Synthesizer und Rhythmusmaschinen statt Gitarre, Bass und Schlagzeug: Mit dem Album „Autobahn“ erfanden KRAFTWERK vor 50 Jahren die Musik der Zukunft. Obwohl mittlerweile nur noch Kuratorin ihrer selbst, bleibt die Band enorm einflussreich.
Weltwoche, 31. Oktober 2024 · Lesedauer 16 Min.
Drei der grössten Rätsel der Popgeschichte sind: a) Warum wurde die deutsche Band Kraftwerk plötzlich so gut? b) Warum wurde sie plötzlich so schlecht? Und c) Warum sollte man Kraftwerk das nicht übelnehmen?
Um das erste Rätsel aufzulösen, müssen wir zurück ins Jahr 1970, als die beiden Kraftwerk-Gründer Ralf Hütter und Florian Schneider noch nicht wie Roboter wirken wollten, sondern mit ihren langen Haaren, den schwarzen Lederjacken und den Jeans mit Schlag wie gewöhnliche RAF-Terroristen aussahen.
Tatsächlich rebellierten die zwei Düsseldorfer damals ebenso radikal gegen die klassische Rockmusik wie die Baader-Meinhof-Bande gegen das kapitalistische System. An der Seite weiterer deutscher Bands – darunter Can, Cluster oder Popol Vuh – wollten Hütter und Schneider die festgefahrenen Song-Strukturen von altbackenen Rockern wie den Rolling Stones oder Led Zeppelin überwinden und so klingen, wie eine andere avantgardistische deutsche Formation der frühen 1970er Jahre hiess: Neu!

→ **DATENABSCHNITT**
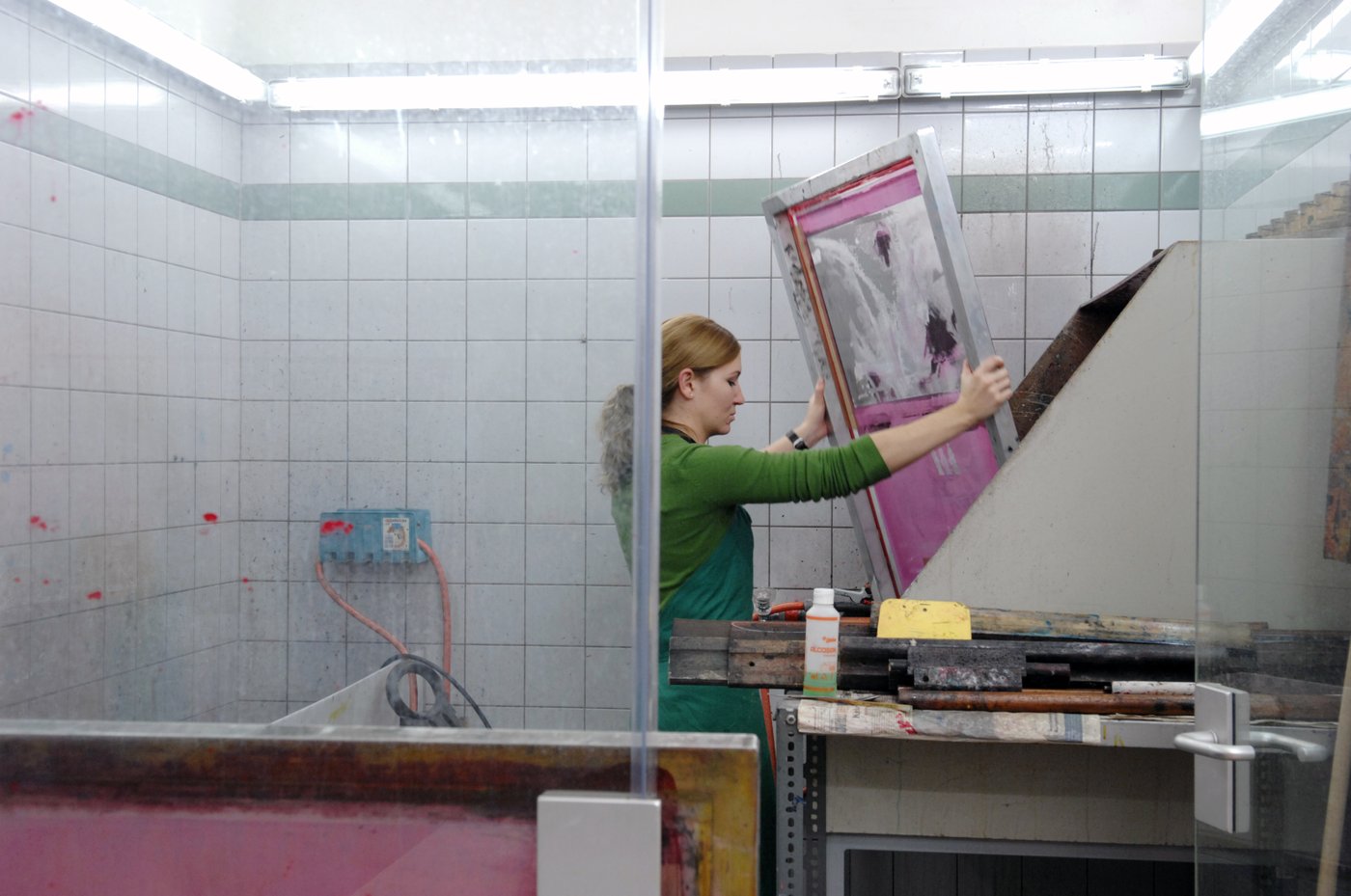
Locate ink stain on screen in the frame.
[872,227,892,267]
[924,305,956,374]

→ **AUFGABEN**
1: Wiederhole wörtlich die Passage aus dem Text über Kraftwerk, beginnend bei „Um das erste“ und endend bei „gewöhnliche RAF-Terroristen aussahen.“.
2: Erkläre in ein bis drei Sätzen, weshalb der Text über Kraftwerk ins Jahr 1970 zurückgeht.
Die Zeilen spielen hierfür keine Rolle.

→ **ANTWORTEN JE AUFGABE**
1:
Um das erste Rätsel aufzulösen, müssen wir zurück ins Jahr 1970, als die beiden Kraftwerk-Gründer Ralf Hütter und Florian Schneider noch nicht wie Roboter wirken wollten, sondern mit ihren langen Haaren, den schwarzen Lederjacken und den Jeans mit Schlag wie gewöhnliche RAF-Terroristen aussahen.

2: Er geht ins Jahr 1970 zurück, um das erste der drei Rätsel aufzulösen, nämlich warum die deutsche Band Kraftwerk plötzlich so gut wurde.